#### DATA FOR REVIEW ####

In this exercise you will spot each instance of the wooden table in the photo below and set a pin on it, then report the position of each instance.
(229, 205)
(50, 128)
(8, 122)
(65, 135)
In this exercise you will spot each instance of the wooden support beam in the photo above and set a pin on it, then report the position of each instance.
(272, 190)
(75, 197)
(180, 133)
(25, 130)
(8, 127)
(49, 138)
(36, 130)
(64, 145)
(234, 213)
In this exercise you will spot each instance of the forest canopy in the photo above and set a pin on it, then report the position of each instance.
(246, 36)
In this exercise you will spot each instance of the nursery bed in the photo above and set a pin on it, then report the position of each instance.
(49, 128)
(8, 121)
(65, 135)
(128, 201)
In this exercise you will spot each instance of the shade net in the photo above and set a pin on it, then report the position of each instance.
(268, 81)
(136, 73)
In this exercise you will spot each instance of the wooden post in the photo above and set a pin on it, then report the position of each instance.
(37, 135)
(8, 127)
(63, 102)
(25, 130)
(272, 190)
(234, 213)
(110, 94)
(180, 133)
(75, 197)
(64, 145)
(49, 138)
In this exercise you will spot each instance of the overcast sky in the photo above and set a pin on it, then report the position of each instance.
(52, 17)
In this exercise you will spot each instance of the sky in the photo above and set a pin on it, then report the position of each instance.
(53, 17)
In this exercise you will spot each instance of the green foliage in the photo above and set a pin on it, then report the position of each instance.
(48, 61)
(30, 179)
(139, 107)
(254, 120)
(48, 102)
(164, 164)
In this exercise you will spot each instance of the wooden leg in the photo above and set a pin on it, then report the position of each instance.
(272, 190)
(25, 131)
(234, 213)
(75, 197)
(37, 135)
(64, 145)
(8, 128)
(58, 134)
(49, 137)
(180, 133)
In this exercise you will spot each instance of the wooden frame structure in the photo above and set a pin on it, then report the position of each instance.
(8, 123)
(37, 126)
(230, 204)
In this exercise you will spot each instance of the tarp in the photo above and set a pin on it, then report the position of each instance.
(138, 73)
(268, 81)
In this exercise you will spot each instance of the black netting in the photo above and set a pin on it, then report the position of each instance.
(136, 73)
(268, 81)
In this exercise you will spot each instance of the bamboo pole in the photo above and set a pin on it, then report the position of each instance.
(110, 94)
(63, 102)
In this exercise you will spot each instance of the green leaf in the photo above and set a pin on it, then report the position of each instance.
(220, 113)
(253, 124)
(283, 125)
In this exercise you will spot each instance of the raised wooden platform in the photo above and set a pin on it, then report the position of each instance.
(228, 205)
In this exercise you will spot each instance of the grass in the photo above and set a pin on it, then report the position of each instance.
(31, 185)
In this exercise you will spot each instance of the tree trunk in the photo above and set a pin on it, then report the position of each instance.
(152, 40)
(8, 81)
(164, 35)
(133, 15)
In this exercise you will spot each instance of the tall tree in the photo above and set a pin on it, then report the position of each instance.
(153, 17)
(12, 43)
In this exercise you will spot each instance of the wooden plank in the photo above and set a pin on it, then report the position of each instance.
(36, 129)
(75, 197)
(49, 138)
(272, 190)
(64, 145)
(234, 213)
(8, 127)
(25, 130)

####

WHAT IS NEEDED:
Write out exactly the lines of the entries above that run from the line containing "the green leaf" through the last line, including both.

TASK SOLUTION:
In this exercise you will spot each instance of the green leaf in the photo above and set a pin on it, then report the position of each instance.
(220, 113)
(253, 124)
(283, 125)
In this exercise you will spot each instance of the raised wooden platform in the photo above and set a pin on it, then report the position of each instance.
(228, 205)
In this exercise you will spot each instance of the grass in the photo above and set a pin on it, then report the position of each instance.
(31, 185)
In this exercise you will spot each instance of the tree trunk in the photo above and set a pin on it, then report the position of each instance.
(152, 40)
(8, 81)
(164, 35)
(133, 15)
In this exercise you will spot each instance of the tall tree in the photo above and set a pin on it, then report the position of each instance.
(153, 17)
(12, 43)
In this exercise you will spot each instance of the wooden plank in the photo above and set a pin on it, then report the position of each instance.
(36, 129)
(75, 197)
(49, 138)
(272, 190)
(64, 145)
(234, 213)
(8, 127)
(25, 130)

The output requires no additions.